** Begin **

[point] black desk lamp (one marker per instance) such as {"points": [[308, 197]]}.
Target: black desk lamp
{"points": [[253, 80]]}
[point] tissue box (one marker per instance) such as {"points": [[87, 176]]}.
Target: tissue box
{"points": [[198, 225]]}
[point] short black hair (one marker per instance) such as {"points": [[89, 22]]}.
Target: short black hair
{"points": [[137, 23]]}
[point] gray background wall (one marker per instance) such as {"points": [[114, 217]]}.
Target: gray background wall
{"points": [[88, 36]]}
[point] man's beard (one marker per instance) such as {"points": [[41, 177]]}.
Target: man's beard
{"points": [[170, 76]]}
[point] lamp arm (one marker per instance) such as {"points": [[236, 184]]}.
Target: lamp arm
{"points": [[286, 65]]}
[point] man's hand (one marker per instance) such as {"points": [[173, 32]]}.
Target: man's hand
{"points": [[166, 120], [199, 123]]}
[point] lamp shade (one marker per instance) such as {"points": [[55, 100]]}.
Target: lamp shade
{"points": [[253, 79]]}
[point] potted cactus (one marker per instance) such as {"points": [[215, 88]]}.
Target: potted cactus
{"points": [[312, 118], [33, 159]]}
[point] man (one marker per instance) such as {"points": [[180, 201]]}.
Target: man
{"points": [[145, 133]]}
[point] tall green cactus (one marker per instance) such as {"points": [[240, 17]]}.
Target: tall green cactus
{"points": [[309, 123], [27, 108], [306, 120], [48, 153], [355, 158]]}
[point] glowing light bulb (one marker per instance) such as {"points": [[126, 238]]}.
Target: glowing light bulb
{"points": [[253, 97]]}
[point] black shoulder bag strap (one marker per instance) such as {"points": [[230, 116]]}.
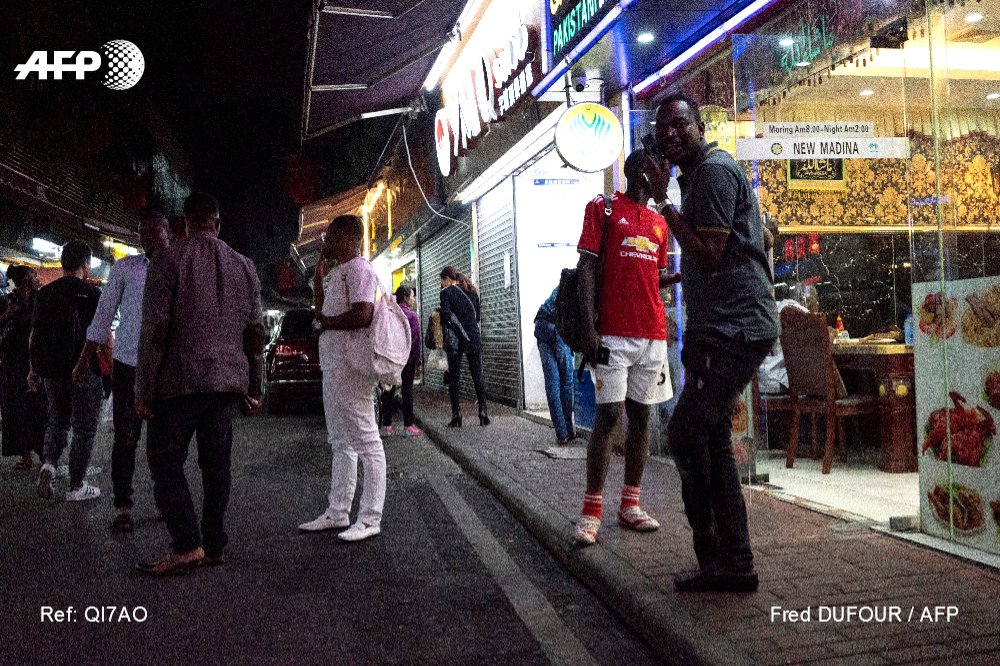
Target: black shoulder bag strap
{"points": [[599, 287], [599, 281]]}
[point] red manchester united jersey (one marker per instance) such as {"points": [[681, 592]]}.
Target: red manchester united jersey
{"points": [[634, 252]]}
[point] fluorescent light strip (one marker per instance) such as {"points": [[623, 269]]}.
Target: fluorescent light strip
{"points": [[567, 61], [445, 56], [534, 141], [704, 43], [354, 11]]}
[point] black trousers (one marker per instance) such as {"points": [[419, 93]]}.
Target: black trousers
{"points": [[716, 371], [128, 430], [389, 398], [455, 378], [208, 417]]}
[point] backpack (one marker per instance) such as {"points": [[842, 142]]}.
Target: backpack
{"points": [[383, 349], [569, 316], [58, 334]]}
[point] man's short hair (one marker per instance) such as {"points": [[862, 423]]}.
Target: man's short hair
{"points": [[201, 206], [75, 255], [351, 226], [687, 99]]}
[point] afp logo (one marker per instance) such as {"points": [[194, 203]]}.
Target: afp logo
{"points": [[122, 60]]}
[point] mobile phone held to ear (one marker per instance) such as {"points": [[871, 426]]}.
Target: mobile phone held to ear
{"points": [[653, 149]]}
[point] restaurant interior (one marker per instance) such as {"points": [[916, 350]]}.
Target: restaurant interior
{"points": [[856, 235]]}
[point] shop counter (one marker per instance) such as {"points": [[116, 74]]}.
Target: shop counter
{"points": [[890, 366]]}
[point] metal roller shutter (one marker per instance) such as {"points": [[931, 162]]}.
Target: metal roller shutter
{"points": [[499, 294], [452, 246]]}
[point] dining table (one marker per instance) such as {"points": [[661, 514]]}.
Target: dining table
{"points": [[889, 366]]}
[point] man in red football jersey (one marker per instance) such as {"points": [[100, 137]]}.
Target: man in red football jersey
{"points": [[623, 261]]}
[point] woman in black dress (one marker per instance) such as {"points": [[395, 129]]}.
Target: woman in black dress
{"points": [[22, 411], [460, 321]]}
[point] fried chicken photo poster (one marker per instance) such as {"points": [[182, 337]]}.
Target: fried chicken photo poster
{"points": [[957, 366]]}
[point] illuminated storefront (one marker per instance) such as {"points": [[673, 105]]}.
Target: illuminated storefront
{"points": [[871, 132]]}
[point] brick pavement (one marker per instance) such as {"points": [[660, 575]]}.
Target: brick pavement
{"points": [[805, 560]]}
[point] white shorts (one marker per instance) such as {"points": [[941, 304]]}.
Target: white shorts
{"points": [[636, 369]]}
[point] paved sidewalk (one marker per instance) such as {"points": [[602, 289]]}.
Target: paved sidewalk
{"points": [[806, 560]]}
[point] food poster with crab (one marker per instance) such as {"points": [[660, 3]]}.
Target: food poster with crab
{"points": [[957, 368]]}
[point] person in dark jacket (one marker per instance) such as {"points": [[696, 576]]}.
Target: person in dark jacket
{"points": [[557, 366], [63, 311], [406, 298], [22, 411], [460, 319]]}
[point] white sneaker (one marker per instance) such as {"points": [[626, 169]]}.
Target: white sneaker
{"points": [[359, 531], [84, 492], [325, 522], [46, 483]]}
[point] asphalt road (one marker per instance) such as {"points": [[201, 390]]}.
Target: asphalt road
{"points": [[453, 578]]}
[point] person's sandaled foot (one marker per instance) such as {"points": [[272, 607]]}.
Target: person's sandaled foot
{"points": [[173, 564], [122, 522]]}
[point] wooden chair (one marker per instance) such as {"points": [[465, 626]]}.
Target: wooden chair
{"points": [[814, 384]]}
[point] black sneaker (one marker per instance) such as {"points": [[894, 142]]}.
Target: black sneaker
{"points": [[122, 523], [716, 580]]}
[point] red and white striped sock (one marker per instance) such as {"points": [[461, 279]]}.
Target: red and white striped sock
{"points": [[592, 504], [630, 497]]}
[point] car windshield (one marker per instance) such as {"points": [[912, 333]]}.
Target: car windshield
{"points": [[297, 324]]}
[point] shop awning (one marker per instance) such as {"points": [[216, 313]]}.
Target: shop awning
{"points": [[369, 58]]}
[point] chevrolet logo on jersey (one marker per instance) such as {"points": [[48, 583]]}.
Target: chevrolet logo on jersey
{"points": [[641, 243]]}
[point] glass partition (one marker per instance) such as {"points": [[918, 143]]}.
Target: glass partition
{"points": [[869, 129]]}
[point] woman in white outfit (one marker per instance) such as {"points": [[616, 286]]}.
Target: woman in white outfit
{"points": [[345, 301]]}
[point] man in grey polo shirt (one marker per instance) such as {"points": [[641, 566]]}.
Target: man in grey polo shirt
{"points": [[731, 325], [122, 297]]}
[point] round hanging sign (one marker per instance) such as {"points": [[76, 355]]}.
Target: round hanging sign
{"points": [[589, 137]]}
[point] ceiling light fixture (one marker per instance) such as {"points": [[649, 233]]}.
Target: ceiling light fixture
{"points": [[702, 44]]}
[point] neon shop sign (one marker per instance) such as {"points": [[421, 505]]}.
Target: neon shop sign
{"points": [[478, 95], [812, 40]]}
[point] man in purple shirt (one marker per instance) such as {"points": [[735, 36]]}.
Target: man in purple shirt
{"points": [[201, 326]]}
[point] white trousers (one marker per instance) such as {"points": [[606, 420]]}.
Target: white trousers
{"points": [[351, 431]]}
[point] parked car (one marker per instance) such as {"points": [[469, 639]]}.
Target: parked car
{"points": [[292, 374]]}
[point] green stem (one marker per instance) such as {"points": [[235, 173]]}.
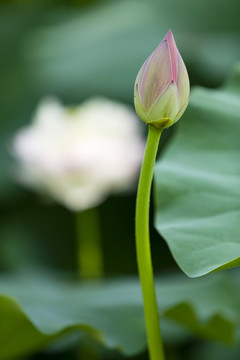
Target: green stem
{"points": [[90, 257], [143, 247]]}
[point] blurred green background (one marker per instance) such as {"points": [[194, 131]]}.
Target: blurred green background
{"points": [[76, 49]]}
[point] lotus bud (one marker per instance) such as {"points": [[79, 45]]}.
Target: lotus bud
{"points": [[162, 87]]}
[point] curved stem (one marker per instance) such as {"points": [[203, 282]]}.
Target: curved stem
{"points": [[90, 257], [143, 246]]}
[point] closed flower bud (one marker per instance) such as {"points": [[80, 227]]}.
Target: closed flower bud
{"points": [[162, 88]]}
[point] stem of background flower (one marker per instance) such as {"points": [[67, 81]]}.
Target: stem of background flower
{"points": [[144, 259], [90, 256]]}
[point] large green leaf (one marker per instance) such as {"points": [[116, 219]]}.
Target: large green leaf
{"points": [[36, 310], [198, 183]]}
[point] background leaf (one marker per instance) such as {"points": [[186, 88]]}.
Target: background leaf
{"points": [[198, 183], [36, 310]]}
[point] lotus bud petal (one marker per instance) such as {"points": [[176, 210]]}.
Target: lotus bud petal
{"points": [[162, 87]]}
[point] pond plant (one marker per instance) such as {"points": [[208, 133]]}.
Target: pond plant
{"points": [[161, 96]]}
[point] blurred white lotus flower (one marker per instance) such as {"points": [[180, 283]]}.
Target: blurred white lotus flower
{"points": [[80, 155]]}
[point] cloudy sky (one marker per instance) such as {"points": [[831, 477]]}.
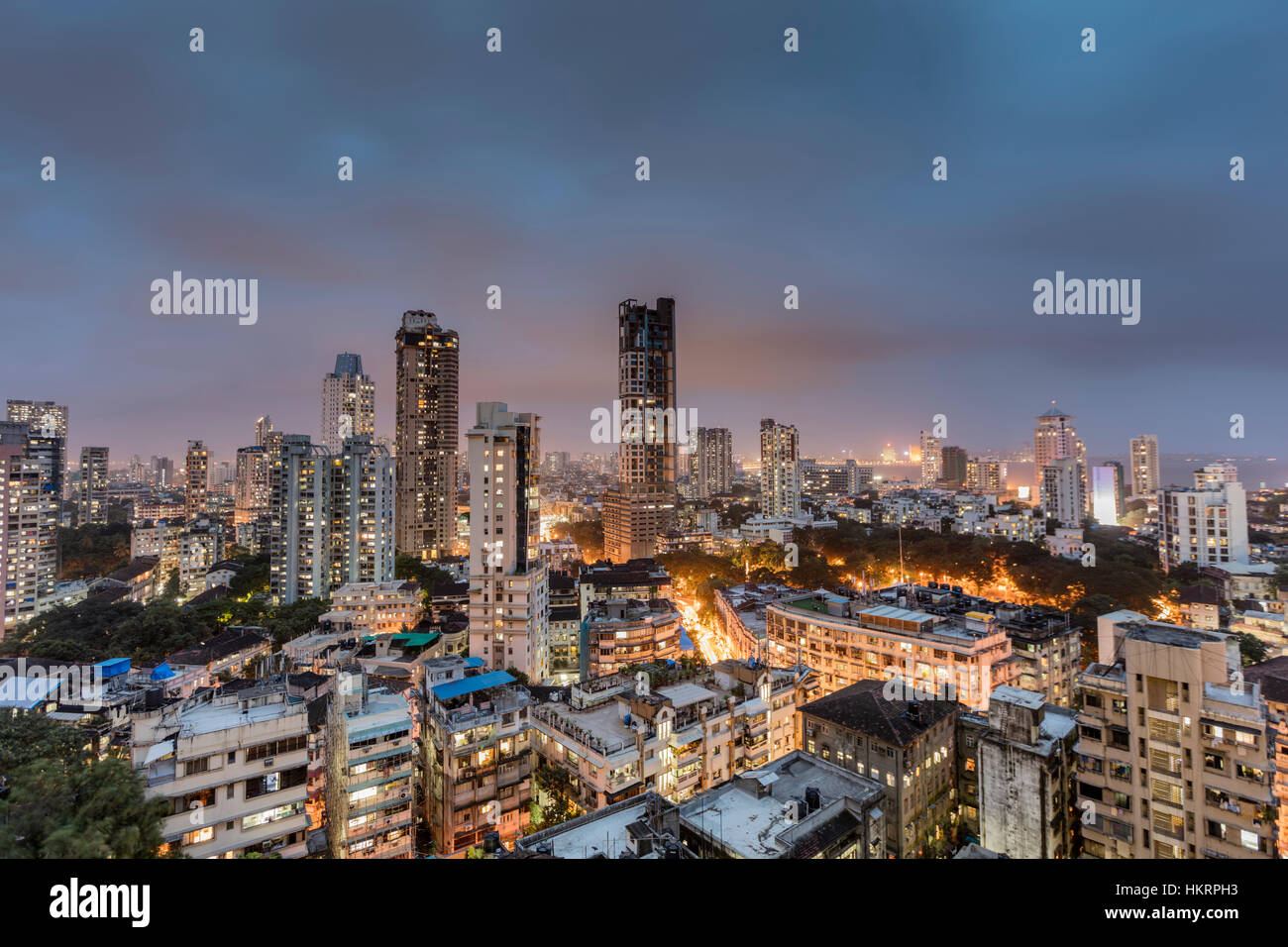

** End **

* **TASK**:
State only how many lines of the data above contain the string "fixture", treating uppercase and lowercase as different.

* **SOLUTION TO THIS EXERCISE**:
2